PROBLEM DETAILS:
Please put the lines of the records into a Markdown table with the columns "Row" and "Line", starting at the line that contains "TARGET: the car rear wheel" and ending at the last line of the records, both included. Number each row, and leave out blank lines.

#### ITEMS ####

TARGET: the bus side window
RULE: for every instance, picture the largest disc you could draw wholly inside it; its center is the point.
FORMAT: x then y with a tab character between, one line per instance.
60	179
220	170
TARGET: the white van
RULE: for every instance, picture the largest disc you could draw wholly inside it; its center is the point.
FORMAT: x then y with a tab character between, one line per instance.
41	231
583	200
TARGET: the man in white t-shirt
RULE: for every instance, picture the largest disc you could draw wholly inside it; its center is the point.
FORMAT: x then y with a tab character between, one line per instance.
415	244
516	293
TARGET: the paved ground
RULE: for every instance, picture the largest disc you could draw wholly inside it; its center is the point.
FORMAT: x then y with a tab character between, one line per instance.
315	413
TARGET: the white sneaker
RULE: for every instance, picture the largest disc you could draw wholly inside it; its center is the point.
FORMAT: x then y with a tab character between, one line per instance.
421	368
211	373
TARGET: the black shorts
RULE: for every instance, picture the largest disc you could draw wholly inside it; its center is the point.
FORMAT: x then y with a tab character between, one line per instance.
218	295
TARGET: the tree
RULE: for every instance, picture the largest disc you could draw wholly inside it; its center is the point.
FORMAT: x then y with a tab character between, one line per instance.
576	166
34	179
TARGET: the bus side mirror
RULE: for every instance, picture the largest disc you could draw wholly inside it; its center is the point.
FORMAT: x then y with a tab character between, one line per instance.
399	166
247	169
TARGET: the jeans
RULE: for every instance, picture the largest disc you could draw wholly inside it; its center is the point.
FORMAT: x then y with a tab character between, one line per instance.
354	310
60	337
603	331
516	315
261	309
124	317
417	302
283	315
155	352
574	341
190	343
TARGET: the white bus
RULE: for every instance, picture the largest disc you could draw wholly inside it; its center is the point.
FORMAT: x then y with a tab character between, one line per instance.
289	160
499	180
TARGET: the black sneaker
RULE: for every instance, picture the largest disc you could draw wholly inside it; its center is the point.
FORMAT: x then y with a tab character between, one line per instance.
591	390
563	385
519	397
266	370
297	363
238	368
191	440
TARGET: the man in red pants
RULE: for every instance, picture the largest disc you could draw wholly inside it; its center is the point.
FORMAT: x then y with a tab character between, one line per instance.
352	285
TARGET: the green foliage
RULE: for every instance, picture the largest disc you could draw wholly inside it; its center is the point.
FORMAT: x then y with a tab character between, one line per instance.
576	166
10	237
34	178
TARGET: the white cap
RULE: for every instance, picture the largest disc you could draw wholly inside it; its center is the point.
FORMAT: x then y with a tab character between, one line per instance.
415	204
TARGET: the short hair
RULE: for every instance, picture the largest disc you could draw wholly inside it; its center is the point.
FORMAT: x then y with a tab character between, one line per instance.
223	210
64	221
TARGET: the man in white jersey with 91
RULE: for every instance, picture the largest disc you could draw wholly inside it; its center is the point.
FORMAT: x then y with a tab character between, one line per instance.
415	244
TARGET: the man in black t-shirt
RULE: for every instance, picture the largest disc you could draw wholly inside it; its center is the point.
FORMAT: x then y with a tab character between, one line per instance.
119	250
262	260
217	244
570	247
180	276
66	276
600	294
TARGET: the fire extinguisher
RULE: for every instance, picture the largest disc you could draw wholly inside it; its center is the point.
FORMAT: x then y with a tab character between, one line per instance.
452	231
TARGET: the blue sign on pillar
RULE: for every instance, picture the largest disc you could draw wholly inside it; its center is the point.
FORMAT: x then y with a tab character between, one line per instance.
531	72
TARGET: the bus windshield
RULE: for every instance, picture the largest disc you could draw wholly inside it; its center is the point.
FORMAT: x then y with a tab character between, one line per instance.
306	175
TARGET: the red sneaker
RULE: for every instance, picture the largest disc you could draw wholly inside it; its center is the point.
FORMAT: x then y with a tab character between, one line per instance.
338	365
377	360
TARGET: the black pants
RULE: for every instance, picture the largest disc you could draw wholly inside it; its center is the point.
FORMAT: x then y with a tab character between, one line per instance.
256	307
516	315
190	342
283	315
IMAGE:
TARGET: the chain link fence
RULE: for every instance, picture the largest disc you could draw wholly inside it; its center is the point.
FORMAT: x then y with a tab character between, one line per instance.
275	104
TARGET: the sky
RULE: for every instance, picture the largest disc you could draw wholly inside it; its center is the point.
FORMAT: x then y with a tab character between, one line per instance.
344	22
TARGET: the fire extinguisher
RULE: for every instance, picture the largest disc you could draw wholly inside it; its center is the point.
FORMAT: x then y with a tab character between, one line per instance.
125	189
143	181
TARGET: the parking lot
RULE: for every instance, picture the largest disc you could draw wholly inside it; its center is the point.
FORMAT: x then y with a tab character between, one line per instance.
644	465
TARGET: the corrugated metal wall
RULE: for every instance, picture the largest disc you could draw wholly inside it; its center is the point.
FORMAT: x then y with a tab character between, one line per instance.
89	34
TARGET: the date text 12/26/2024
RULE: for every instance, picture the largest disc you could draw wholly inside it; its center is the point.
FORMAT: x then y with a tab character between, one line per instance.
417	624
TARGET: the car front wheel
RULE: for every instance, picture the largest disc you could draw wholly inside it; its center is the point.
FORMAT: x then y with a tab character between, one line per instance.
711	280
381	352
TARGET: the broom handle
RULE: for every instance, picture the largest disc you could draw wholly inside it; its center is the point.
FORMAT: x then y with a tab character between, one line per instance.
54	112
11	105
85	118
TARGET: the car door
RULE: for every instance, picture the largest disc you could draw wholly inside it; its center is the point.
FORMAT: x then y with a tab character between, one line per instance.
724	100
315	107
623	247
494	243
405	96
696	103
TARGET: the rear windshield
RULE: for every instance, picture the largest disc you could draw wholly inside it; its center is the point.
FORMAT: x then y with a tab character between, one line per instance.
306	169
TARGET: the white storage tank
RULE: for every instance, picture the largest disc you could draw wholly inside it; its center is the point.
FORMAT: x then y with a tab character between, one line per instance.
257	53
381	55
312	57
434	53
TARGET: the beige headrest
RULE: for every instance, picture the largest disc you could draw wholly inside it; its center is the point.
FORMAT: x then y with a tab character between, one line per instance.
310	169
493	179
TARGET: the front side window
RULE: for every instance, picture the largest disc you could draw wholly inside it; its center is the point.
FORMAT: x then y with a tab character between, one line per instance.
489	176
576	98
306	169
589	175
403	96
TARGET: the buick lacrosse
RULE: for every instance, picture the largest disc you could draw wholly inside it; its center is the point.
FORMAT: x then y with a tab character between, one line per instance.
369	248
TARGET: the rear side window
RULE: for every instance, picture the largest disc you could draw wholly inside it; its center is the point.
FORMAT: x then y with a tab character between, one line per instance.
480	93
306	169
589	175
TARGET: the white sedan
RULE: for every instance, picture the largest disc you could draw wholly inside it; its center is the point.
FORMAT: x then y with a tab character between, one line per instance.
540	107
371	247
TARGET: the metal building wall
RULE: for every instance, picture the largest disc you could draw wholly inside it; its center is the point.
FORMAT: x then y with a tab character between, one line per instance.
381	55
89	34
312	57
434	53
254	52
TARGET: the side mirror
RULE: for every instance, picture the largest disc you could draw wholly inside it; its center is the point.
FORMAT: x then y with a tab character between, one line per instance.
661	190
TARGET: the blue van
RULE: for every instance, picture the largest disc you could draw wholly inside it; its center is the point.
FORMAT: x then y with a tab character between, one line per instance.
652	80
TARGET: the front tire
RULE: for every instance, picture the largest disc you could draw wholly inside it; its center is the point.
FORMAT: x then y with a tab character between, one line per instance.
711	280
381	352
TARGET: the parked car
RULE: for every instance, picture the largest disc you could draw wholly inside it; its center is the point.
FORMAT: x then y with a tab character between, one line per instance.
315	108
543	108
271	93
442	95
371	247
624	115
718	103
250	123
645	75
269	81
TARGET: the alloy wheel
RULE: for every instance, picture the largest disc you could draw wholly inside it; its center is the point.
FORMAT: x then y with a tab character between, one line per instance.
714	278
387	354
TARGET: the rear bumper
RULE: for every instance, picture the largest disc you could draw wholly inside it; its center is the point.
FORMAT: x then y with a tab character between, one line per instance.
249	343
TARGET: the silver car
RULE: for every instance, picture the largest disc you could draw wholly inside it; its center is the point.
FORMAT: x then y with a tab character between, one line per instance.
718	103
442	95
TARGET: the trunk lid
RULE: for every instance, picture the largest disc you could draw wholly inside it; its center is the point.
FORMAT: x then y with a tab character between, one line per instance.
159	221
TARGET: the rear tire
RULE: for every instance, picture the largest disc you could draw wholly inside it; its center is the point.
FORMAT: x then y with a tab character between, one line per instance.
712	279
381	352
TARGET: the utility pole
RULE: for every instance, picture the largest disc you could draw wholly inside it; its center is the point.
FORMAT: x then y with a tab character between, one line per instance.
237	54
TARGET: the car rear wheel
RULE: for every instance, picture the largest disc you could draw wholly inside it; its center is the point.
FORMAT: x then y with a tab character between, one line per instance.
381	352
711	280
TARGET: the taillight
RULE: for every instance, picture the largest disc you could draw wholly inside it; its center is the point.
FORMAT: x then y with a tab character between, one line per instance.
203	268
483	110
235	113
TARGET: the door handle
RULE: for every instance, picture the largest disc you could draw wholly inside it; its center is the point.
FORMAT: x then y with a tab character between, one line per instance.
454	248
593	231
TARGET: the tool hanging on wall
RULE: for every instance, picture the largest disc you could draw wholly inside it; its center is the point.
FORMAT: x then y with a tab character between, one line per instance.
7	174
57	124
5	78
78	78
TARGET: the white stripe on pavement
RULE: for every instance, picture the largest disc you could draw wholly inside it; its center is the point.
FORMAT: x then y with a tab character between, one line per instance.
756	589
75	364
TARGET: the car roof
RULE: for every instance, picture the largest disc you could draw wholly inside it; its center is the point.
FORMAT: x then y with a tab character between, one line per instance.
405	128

####

ANSWER IN FULL:
| Row | Line |
|---|---|
| 1 | TARGET: the car rear wheel |
| 2 | RULE: for every instance, picture the largest disc you could draw wholly inside it; its center is the point. |
| 3 | FORMAT: x then y with a tab character between, one line per instance. |
| 4 | 381	352 |
| 5 | 711	280 |
| 6 | TARGET: the taillight |
| 7 | RULE: for every instance, picture the largest disc you could draw wholly inside it; its center is the point. |
| 8 | FORMAT: x then y with a tab character between, one line per instance. |
| 9 | 203	268 |
| 10 | 483	110 |
| 11 | 235	113 |
| 12 | TARGET: the door handle |
| 13 | RULE: for every instance, picture the largest disc you could draw wholly inside it; its center is the point. |
| 14 | FORMAT: x then y with a tab character between, one line per instance. |
| 15 | 454	248 |
| 16 | 593	231 |
| 17 | TARGET: the tool hanging on wall |
| 18 | RULE: for every instance, picture the largest disc you could draw wholly inside it; its center is the point. |
| 19 | FORMAT: x then y with a tab character between, one line per instance. |
| 20 | 7	174 |
| 21 | 57	124 |
| 22 | 5	78 |
| 23 | 78	78 |
| 24 | TARGET: the white stripe on pavement |
| 25 | RULE: for every instance, picture the largest disc you could draw wholly inside it; its center is the point. |
| 26 | FORMAT: x then y with a tab character between, one line per instance. |
| 27 | 756	589 |
| 28 | 75	364 |
| 29 | TARGET: the car roof |
| 30 | RULE: for every instance, picture the largest disc you could draw wholly inside it; its center is the point. |
| 31 | FORMAT: x then y with a tab character between, one line per instance. |
| 32 | 405	128 |